__ABOUT THIS EXERCISE__:
Search the data below for the string "goalkeeper". Extract every line that contains it.

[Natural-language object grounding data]
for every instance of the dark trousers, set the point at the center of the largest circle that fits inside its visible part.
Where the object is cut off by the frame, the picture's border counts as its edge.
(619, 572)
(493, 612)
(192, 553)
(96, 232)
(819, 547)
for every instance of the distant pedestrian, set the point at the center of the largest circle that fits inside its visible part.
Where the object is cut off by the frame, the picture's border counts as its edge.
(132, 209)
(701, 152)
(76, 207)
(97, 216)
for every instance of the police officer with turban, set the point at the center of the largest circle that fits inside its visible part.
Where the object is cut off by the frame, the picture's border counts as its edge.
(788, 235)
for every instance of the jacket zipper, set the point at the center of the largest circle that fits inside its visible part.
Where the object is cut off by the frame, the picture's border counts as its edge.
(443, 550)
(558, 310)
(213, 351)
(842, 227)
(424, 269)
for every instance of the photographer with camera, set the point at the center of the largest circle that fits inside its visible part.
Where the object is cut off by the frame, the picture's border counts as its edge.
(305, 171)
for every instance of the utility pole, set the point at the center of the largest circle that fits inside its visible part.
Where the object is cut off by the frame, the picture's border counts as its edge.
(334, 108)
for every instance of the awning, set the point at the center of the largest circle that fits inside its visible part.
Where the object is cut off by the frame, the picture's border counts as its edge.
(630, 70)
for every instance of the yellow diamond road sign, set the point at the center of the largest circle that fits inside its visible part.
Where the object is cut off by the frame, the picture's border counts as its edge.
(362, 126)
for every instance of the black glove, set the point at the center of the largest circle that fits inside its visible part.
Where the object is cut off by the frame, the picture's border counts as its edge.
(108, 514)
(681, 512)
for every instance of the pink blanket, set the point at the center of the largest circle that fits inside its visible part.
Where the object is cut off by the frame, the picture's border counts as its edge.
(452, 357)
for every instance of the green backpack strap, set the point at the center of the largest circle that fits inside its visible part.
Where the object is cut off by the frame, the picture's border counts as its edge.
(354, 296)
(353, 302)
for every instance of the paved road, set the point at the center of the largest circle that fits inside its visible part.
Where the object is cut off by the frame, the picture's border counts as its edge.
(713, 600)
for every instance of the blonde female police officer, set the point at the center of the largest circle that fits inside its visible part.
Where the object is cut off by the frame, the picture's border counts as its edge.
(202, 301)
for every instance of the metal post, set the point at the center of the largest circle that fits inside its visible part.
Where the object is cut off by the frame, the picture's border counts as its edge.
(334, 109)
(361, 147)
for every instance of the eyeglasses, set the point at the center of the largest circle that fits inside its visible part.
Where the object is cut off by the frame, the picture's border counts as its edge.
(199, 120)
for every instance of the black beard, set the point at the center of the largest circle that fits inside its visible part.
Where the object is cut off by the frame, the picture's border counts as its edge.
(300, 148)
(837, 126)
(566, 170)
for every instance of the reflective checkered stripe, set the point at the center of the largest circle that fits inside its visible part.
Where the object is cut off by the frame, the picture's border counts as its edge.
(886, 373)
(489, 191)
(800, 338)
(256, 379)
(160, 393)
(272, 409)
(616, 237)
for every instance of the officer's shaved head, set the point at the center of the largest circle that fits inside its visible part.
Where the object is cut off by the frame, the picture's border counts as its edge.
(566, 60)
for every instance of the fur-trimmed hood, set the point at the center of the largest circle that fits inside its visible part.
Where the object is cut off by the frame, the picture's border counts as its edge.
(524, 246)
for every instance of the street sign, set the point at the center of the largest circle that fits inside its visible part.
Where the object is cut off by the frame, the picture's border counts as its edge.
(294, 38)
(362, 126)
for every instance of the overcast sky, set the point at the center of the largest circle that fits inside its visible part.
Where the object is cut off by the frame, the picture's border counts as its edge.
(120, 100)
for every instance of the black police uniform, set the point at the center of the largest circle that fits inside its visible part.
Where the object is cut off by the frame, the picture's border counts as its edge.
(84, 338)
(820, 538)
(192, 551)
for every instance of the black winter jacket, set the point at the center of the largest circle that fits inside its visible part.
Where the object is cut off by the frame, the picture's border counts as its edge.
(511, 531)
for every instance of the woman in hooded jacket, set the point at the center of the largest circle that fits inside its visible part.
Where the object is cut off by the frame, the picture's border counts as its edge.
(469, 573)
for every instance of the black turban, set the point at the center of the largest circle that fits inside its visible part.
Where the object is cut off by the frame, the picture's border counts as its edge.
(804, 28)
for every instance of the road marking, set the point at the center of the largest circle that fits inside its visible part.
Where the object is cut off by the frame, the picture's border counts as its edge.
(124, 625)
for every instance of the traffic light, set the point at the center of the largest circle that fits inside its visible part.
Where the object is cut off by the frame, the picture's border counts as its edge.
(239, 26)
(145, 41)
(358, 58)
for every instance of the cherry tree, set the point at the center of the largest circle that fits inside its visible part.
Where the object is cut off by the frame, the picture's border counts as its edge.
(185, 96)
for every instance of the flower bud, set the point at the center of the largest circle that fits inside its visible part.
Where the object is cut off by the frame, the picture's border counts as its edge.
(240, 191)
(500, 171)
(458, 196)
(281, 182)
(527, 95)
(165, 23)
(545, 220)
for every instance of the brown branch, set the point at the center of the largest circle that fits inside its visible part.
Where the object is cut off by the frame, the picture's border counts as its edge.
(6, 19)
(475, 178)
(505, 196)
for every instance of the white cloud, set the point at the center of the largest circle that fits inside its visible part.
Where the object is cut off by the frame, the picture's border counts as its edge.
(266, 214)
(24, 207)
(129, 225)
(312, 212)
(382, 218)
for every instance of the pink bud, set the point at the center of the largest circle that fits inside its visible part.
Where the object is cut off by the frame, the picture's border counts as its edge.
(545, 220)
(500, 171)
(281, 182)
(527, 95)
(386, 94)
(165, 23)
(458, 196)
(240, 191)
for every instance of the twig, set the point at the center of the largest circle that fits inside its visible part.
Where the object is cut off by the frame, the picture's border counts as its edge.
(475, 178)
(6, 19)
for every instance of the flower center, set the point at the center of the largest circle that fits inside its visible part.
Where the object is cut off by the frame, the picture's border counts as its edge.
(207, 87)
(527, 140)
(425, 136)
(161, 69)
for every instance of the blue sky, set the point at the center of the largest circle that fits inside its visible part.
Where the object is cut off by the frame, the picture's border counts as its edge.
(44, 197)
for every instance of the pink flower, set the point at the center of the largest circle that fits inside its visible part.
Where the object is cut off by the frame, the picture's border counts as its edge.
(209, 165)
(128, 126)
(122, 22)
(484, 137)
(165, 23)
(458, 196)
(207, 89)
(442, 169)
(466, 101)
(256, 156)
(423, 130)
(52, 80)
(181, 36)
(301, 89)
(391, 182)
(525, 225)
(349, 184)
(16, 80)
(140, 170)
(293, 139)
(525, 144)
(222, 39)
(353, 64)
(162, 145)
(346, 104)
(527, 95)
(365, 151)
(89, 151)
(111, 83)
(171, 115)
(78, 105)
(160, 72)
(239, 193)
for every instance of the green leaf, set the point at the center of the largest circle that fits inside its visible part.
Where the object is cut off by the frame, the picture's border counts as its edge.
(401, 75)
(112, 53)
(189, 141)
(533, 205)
--
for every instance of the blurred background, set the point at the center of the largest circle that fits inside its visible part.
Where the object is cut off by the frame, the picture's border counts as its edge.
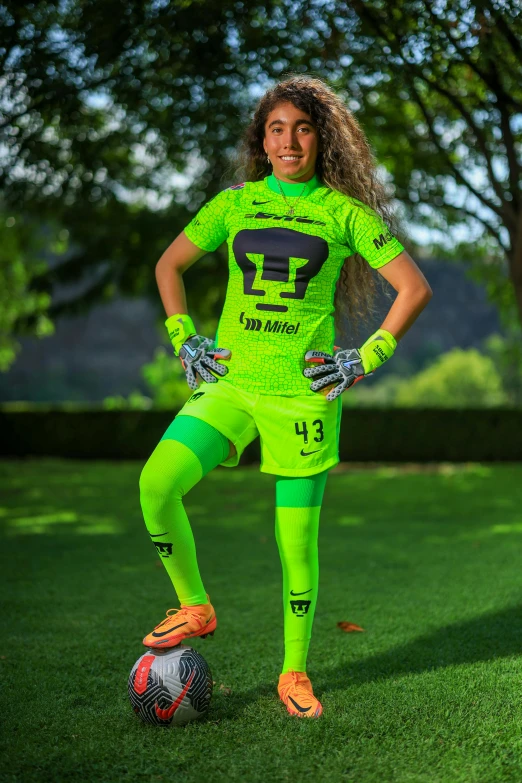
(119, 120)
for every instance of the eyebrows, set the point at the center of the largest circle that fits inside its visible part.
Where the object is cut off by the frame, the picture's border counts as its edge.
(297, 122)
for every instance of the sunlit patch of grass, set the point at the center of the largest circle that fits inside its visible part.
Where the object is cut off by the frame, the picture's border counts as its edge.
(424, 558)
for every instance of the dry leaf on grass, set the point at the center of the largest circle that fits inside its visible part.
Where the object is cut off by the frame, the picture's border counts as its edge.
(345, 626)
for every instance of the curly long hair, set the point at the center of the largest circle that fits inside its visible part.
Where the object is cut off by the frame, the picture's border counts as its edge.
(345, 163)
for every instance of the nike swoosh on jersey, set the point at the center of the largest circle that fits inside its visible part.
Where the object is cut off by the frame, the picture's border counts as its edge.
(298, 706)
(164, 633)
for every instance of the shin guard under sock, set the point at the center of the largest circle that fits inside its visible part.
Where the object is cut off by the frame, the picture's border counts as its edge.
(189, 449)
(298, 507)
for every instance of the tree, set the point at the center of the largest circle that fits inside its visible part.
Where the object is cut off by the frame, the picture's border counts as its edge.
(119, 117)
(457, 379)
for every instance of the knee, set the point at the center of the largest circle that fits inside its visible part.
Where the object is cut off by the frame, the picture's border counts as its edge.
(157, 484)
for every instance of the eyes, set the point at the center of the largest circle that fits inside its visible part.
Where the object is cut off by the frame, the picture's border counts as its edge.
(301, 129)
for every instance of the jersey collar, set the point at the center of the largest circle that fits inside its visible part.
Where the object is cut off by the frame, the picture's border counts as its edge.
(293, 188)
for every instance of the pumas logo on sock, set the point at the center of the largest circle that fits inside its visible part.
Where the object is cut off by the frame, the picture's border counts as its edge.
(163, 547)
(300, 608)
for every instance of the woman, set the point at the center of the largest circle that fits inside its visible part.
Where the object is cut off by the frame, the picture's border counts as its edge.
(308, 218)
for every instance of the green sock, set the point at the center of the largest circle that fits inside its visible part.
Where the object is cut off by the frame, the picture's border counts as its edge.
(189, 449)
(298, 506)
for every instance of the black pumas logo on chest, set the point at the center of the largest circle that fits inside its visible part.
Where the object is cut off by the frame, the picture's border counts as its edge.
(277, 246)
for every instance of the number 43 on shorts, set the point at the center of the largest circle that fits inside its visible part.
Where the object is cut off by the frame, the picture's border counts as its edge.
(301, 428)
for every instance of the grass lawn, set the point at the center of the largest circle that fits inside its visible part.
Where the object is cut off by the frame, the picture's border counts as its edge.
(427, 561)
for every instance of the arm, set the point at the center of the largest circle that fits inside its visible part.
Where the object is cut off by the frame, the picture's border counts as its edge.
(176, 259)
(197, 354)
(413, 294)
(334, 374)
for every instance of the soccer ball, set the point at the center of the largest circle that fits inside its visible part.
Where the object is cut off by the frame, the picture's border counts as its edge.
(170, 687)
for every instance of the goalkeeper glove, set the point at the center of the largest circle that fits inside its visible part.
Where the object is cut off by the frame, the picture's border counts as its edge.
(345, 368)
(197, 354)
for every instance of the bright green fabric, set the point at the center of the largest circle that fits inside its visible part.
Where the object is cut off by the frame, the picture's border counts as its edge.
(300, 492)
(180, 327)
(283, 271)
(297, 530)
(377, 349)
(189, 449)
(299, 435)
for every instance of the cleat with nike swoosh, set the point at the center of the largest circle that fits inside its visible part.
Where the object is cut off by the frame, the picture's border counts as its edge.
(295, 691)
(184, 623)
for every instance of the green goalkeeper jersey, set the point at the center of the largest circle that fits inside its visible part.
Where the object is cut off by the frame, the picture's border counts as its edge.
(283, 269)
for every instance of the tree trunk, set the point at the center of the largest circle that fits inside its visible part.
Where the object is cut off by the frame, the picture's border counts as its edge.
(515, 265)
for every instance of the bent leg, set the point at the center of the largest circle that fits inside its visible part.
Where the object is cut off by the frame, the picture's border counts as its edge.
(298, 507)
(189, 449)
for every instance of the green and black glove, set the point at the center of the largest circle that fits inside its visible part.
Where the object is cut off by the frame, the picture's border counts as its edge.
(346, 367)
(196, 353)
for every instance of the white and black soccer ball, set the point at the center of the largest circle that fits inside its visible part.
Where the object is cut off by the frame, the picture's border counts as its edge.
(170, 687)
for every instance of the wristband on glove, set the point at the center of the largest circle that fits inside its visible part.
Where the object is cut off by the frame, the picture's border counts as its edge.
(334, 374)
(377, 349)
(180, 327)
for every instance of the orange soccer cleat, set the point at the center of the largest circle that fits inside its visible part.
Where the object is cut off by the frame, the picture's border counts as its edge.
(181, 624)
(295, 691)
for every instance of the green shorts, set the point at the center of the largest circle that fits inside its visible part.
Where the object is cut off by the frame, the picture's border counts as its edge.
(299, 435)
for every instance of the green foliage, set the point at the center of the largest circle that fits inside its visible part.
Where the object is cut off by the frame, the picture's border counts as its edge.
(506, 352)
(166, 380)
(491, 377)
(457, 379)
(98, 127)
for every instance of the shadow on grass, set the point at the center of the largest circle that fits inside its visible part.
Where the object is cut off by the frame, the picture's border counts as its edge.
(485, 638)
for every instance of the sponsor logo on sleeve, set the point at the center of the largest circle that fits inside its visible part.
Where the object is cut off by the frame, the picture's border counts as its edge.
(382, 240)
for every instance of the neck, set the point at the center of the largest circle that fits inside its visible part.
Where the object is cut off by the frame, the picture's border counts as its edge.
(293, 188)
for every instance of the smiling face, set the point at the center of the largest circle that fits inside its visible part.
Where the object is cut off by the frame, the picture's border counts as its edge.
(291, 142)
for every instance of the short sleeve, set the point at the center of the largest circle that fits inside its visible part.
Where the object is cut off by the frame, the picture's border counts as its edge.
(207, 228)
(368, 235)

__ANSWER TO THE PROBLEM__:
for every instance of the goalkeeper glove, set the point at the center of the largest circle that fits inside its visible part.
for every instance of the green goalkeeper jersey, set the point at the center of the largest circle that fits inside its visible part.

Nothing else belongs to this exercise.